(Texto para análise):
'Cocô no parto é normal e a gente até comemora quando acontece', diz doula
É com naturalidade e uma pitada de humor que a doula Kalu Brum, 37, de São Paulo, trata do assunto cocô no parto. Tabu entre as mulheres que buscam parir de maneira natural e um dos motivos pelos quais muitas gestantes fogem disso, por medo do constrangimento, a eliminação de fezes -- e de gases -- durante a expulsão do bebê é, segundo Kalu, absolutamente normal e até mesmo motivo de comemoração entre os profissionais humanizados.
“Quando a mulher entra em trabalho de parto, é comum ter diarreia. Em geral, a gestante vai várias vezes ao banheiro. Ao longo do processo, aumentam as contrações e, cada vez que o útero contrai, força o intestino. Quando o bebê está coroando, a parte de trás da cabeça pressiona o ânus e o reto da mãe, por isso é natural fazer cocô”, explica.

(Registros apresentados):
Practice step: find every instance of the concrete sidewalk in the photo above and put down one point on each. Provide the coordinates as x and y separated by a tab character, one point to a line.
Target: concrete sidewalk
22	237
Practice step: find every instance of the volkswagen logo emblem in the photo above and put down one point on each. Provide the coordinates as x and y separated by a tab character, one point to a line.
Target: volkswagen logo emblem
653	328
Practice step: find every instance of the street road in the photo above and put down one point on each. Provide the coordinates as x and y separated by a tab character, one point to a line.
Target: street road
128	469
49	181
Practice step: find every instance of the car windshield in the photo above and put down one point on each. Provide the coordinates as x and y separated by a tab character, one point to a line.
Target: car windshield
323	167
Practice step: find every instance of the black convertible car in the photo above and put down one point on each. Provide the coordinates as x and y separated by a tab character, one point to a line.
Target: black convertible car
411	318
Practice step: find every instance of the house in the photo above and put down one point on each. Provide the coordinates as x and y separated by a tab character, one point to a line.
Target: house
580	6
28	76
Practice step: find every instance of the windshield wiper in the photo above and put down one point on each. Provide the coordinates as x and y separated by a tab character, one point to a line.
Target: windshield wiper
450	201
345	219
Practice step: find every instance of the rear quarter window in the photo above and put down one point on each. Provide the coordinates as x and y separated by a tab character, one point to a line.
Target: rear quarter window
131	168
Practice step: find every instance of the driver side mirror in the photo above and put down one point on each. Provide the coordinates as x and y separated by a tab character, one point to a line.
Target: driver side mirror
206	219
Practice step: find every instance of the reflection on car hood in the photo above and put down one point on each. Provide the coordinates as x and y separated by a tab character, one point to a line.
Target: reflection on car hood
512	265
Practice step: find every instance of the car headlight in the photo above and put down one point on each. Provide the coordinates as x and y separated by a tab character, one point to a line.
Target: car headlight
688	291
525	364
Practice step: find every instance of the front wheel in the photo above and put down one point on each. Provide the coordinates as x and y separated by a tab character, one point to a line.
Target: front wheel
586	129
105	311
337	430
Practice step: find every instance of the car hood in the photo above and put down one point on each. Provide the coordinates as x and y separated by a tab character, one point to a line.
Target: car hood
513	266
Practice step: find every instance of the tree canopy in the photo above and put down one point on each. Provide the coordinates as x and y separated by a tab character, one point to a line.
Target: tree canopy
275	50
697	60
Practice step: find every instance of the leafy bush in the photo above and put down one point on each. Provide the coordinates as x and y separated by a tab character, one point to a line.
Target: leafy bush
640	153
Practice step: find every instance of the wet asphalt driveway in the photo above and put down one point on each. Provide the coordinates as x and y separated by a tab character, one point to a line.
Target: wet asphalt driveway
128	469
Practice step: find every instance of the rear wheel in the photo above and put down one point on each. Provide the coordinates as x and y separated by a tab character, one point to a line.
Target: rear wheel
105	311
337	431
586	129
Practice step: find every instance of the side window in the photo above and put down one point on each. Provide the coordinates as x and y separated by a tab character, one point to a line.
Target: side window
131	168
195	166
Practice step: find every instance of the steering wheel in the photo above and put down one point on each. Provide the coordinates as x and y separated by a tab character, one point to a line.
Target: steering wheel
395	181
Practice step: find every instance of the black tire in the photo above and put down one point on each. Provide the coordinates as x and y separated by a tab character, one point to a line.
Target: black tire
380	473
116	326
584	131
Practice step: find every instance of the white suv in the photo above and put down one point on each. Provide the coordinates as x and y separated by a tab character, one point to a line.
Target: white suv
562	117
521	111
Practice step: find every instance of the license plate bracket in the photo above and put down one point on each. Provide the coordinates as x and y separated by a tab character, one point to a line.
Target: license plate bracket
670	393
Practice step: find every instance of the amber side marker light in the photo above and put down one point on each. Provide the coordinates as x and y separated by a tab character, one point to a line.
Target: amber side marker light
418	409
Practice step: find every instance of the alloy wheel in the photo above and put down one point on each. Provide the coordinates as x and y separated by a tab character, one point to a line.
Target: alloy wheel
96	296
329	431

(Instruções da tarefa):
Diga se cada afirmação a seguir está de acordo com o texto sobre cocô no parto, respondendo sim ou não e citando literalmente as palavras do texto que decidem a questão.
(a) Segundo a doula, é comum a mulher ter diarreia quando entra em trabalho de parto.
(b) A doula Kalu Brum é do Rio de Janeiro.
(c) Quando o bebê está coroando, a parte de trás da cabeça dele pressiona o ânus e o reto da mãe.

(Espaço da resposta):
(a) Sim: “Quando a mulher entra em trabalho de parto, é comum ter diarreia.”
(b) Não: “a doula Kalu Brum, 37, de São Paulo”
(c) Sim: “Quando o bebê está coroando, a parte de trás da cabeça pressiona o ânus e o reto da mãe”